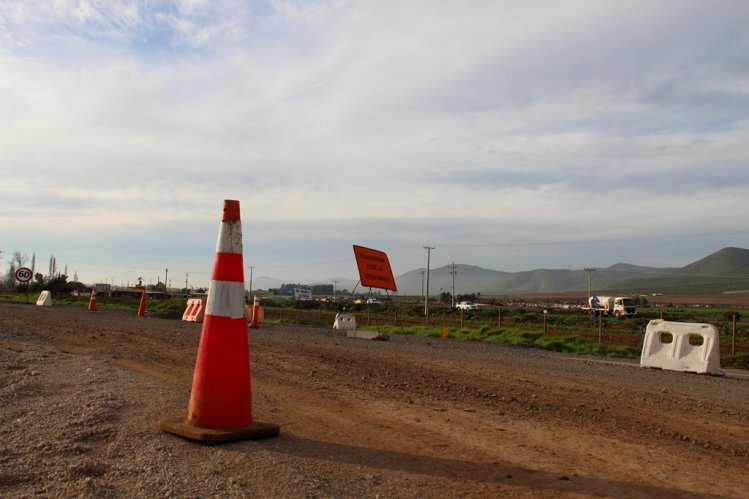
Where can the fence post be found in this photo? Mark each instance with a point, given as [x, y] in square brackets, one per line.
[546, 312]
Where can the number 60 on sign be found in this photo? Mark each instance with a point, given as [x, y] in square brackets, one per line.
[24, 274]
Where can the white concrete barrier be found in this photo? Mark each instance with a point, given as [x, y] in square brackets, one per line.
[345, 321]
[45, 299]
[682, 346]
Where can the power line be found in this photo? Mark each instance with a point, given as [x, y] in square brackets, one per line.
[599, 241]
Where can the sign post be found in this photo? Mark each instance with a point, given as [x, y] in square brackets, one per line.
[374, 271]
[24, 275]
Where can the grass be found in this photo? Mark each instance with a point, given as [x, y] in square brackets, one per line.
[568, 344]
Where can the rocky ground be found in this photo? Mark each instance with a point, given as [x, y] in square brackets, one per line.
[81, 394]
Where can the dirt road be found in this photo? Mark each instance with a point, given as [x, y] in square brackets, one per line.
[81, 394]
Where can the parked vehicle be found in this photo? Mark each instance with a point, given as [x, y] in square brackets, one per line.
[618, 306]
[466, 305]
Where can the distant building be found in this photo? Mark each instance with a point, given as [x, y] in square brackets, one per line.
[292, 292]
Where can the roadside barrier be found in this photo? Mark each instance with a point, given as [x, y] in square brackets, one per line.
[142, 306]
[256, 313]
[682, 346]
[92, 301]
[344, 321]
[220, 407]
[45, 299]
[195, 310]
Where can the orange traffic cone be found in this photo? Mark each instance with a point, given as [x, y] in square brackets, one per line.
[255, 322]
[220, 407]
[142, 306]
[92, 301]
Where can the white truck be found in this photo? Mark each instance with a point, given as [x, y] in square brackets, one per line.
[466, 305]
[618, 306]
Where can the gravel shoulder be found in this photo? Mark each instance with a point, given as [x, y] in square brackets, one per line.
[81, 394]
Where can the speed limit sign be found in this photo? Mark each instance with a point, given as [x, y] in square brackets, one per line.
[24, 274]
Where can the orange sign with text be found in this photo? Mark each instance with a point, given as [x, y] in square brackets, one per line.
[374, 269]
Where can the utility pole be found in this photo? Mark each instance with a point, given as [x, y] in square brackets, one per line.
[423, 276]
[335, 287]
[453, 272]
[590, 271]
[426, 300]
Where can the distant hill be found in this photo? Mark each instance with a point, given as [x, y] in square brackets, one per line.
[468, 279]
[725, 261]
[724, 270]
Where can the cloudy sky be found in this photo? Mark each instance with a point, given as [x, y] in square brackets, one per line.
[512, 135]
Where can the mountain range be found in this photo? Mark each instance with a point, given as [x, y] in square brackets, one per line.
[722, 271]
[725, 270]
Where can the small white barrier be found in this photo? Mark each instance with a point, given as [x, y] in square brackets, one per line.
[345, 321]
[682, 346]
[45, 299]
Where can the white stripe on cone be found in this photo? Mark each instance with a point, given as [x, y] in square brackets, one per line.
[229, 237]
[226, 299]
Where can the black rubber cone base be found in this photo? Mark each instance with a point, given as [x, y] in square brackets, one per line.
[179, 426]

□ □ □ □

WHAT THIS TASK INVOLVES:
Copy out every line of the material above precisely, omitting the pictures.

RESPONSE:
Where can the fence post be found in this photo? Mark each instance with a point, given as [x, y] in square brackets, one per line.
[546, 312]
Where can the number 60 on sign be found in this photo? Mark each instance with a point, given as [x, y] in square brackets, one per line.
[24, 274]
Where can the white concrete barrier be found in this photo? Mark each instance with a point, given as [x, y] in square brackets, one per line.
[345, 321]
[45, 299]
[682, 346]
Where can the power line be found in this photo? Mark each instance with a point, given as [x, y] in square brackets, one per line.
[599, 241]
Where can the sign post be found in this photo? Mark each instance with a point, given as [x, y] in square brackets, one per line.
[374, 271]
[24, 275]
Where can the grass be found in this photo? Mark each instance with a point, given as [x, y] in square brackets, one per line.
[568, 344]
Where can the rocky ground be found in this photo? Mark each instance with a point, given as [x, y] in square brackets, one per line.
[81, 394]
Where can the dirt road be found in this photo? Mark each instance with a point, given as [x, y] in square brackets, one per line.
[81, 394]
Where can the parked vehicle be found in this photo? Mark each instance with a point, given as [x, y] in square brackets, one per line.
[618, 306]
[466, 305]
Where can the distant building be found in this photo? Mark each instance with a point, given as [x, y] in square brackets, one per line.
[292, 292]
Where can the roadside barrier be found in this photo? Mark each instance with a point, given as [x, y] in square brackets, one per line.
[142, 306]
[256, 313]
[682, 346]
[92, 301]
[344, 321]
[220, 407]
[45, 299]
[195, 310]
Where can the orange traffic cone be found in this photo? Mark each instance with a point, given as [x, y] in square brackets, one per line.
[255, 322]
[220, 407]
[142, 306]
[92, 301]
Where can the white truck be found in this photo? Mark each instance with a point, given as [x, y] in square brackets, one per line.
[466, 305]
[618, 306]
Where can the gravel shoulder be found in this photo? Mark each instance with a point, given as [x, y] in square brackets, one per line.
[81, 394]
Where can the speed limit sign be found in this photo? Mark each instance with a point, given as [x, y] in square brackets, one per line.
[24, 274]
Where can the orange sign with text be found in this photo? Mark each instance with a point, given as [x, y] in square brackets, one per line.
[374, 269]
Where can the utility pole be found in this photo? Mark each instance with a point, given as [x, y] in square brackets, one per line.
[423, 276]
[335, 287]
[453, 272]
[590, 271]
[426, 300]
Where can the distant hill be found in this photo? Mark each instance with a point, given as [x, y] in square brackets, one per line.
[468, 279]
[725, 261]
[724, 270]
Where can the cloudy sky be found in this photo? Mark each instance with a point, given as [x, y] in square brackets, one per line.
[512, 135]
Where can the mountain range be found in this photo? Mark each instance with a point, given as [x, y] in square brackets, one per line.
[722, 271]
[725, 270]
Where can the small white barrier be found in this photo? Mark each instance with a point, given as [x, y] in square brackets, one per line.
[345, 321]
[682, 346]
[45, 299]
Where can the white stripe on cone be found in this photo? Mark each instance with a point, given as [x, y] in square brackets, one per line.
[229, 237]
[226, 299]
Where can the black rubber cone base be found in this photo? Mark each instance with a point, given as [x, y] in square brackets, one per line.
[179, 426]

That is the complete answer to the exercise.